По Союзу Советов - Максим Горький
- Категория: Проза / Очерки
- Название: По Союзу Советов
- Автор: Максим Горький
- Возрастные ограничения: (18+) Внимание! Аудиокнига может содержать контент только для совершеннолетних. Для несовершеннолетних просмотр данного контента СТРОГО ЗАПРЕЩЕН! Если в книге присутствует наличие пропаганды ЛГБТ и другого, запрещенного контента - просьба написать на почту для удаления материала.
Шрифт:
Интервал:
Закладка:
Максим Горький
По Союзу Советов
I
В Баку я был дважды: в 1892 и в 1897 годах. Нефтяные промысла остались в памяти моей гениально сделанной картиной мрачного ада. Эта картина подавляла все знакомые мне фантастические выдумки устрашённого разума, все попытки проповедников терпения и кротости ужаснуть человека жизнью с чертями, в котлах кипящей смолы, в неугасимом пламени адовом. Я – не шучу. Впечатление было ошеломляющее.
За несколько дней перед тем, как я впервые очутился в Баку, на промыслах был пожар, и над вышками, под синим небом, ещё стояла туча дыма, такая странно плотная, тяжёлая, как будто в воздух поднялось несколько десятин чернозёма. Когда я и товарищ мой Фёдор Афанасьев, шагали по песчаной дороге, жирно пропитанной нефтью, подходили к Чёрному городу и я увидел вершины вышек, воткнувшиеся в дым, мне именно так и показалось: над землёй образована другая земля, как бы второй этаж той, на которой живут люди, и эта вторая земля, расширяясь, скоро покроет небо вечной тьмой. Нелепое представление усилилось, окрепло при виде того, как из одной вышки бьёт в тучу дыма фонтан чёрной грязи, точно землю стошнило и она, извергая внутреннее своё, расширяет дымно-масляную крышу над землёй.

СУТЬ ЗАДАНИЯ: В каких годах, согласно очерку о Баку, рассказчик побывал в этом городе?

[Фрагменты набора данных для указания]
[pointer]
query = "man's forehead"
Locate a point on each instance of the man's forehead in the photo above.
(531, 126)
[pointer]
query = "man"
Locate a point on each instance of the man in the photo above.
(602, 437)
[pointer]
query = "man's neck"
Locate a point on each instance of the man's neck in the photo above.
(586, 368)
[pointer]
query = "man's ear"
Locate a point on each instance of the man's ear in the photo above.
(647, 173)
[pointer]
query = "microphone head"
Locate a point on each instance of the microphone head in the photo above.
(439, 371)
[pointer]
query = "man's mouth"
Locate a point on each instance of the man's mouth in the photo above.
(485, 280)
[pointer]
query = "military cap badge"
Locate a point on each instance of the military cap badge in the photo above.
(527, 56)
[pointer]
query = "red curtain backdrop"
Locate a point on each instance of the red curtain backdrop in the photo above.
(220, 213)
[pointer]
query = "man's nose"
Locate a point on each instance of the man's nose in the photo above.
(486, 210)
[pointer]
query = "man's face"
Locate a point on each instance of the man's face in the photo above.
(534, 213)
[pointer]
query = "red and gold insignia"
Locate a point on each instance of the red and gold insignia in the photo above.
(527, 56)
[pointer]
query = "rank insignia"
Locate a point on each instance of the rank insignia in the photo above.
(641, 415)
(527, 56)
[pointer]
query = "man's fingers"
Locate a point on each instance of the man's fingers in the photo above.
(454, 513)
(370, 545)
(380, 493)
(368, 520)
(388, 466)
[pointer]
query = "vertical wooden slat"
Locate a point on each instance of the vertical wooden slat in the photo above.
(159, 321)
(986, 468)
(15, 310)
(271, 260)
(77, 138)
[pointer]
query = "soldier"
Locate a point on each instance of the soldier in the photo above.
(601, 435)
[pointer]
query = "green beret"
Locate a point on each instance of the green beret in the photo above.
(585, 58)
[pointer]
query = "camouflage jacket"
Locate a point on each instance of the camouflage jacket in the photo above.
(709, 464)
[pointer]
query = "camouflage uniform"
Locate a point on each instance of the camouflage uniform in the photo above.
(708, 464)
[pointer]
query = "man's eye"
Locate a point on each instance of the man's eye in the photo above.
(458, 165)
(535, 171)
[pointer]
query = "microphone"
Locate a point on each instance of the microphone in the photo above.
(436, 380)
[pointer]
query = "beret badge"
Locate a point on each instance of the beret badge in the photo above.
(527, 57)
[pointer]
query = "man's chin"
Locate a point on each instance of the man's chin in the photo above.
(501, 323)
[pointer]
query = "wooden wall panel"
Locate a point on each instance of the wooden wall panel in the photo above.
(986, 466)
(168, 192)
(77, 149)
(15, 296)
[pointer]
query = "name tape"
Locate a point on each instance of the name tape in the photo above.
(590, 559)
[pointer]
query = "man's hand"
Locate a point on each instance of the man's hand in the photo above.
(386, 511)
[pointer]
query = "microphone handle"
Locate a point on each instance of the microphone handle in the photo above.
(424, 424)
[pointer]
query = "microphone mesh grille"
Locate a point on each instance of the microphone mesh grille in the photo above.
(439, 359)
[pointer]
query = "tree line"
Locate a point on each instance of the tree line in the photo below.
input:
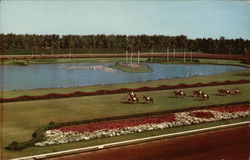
(120, 43)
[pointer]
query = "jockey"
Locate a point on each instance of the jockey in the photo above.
(132, 94)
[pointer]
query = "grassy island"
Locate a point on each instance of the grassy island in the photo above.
(136, 68)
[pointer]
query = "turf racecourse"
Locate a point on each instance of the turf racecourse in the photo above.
(22, 118)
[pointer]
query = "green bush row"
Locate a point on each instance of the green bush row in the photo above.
(38, 135)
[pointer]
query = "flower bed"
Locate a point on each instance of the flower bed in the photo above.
(112, 128)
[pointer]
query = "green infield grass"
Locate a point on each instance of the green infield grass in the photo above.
(142, 68)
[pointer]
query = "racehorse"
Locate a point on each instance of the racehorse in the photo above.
(224, 92)
(179, 94)
(235, 91)
(197, 93)
(133, 100)
(132, 94)
(205, 96)
(148, 99)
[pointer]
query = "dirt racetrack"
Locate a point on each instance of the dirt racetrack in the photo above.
(227, 144)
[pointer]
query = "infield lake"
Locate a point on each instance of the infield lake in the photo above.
(85, 74)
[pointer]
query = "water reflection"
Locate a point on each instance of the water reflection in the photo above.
(85, 74)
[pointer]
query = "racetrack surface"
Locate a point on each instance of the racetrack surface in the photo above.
(227, 144)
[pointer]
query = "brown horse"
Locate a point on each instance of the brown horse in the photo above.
(133, 100)
(205, 96)
(197, 93)
(224, 92)
(179, 94)
(148, 99)
(235, 91)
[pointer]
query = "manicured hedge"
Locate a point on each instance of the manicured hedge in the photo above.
(38, 135)
(121, 90)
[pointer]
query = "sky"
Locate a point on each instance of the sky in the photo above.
(193, 18)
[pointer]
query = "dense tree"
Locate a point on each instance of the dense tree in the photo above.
(120, 43)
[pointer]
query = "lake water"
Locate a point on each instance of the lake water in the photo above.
(86, 74)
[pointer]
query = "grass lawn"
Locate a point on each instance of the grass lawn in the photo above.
(21, 119)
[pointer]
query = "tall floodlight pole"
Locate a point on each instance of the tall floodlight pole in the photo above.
(167, 54)
(131, 59)
(138, 59)
(152, 55)
(174, 53)
(126, 56)
(191, 56)
(184, 58)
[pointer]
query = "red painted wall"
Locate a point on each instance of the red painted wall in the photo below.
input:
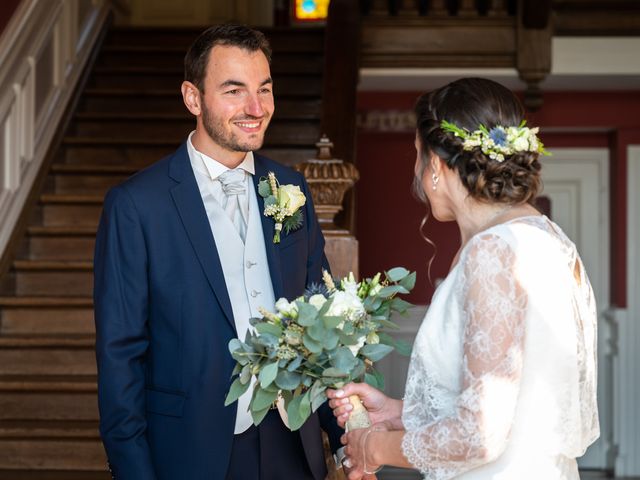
(7, 8)
(388, 217)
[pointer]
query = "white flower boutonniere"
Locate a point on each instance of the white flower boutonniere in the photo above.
(283, 203)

ОТВЕТ НИЖЕ: В 1892 и 1897 годах.